--- Start Dataset excerpts ---
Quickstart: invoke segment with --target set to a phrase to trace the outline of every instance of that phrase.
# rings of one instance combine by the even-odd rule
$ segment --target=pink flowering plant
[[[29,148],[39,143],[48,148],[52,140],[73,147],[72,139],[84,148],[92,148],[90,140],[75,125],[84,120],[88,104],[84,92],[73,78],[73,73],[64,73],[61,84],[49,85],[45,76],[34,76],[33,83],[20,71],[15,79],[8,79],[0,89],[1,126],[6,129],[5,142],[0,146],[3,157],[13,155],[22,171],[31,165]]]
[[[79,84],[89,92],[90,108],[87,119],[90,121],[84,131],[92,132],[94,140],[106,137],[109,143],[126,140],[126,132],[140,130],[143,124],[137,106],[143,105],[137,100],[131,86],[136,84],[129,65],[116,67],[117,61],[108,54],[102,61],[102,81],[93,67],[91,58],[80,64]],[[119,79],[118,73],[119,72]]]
--- End Dataset excerpts ---
*Required task*. Copy every line above without any change.

*Answer below*.
Quickstart: invoke segment with --target set to a phrase to trace the outline of every instance of that phrase.
# rings of one instance combine by the even-odd rule
$ segment --target=pink flowering plant
[[[29,148],[39,143],[48,148],[52,140],[73,147],[72,139],[84,148],[92,148],[90,140],[75,125],[84,120],[88,104],[84,92],[73,78],[73,73],[64,73],[61,84],[49,85],[45,76],[34,76],[33,83],[20,71],[15,79],[8,79],[0,89],[1,126],[6,129],[5,142],[0,146],[3,157],[13,155],[22,171],[31,165]]]
[[[79,84],[89,92],[90,108],[87,119],[90,121],[84,131],[92,132],[94,140],[106,137],[109,143],[126,140],[126,132],[140,130],[143,124],[137,106],[143,105],[137,100],[131,86],[136,84],[129,65],[116,67],[117,61],[108,54],[102,61],[102,81],[93,67],[91,58],[80,64]],[[119,79],[118,73],[119,72]]]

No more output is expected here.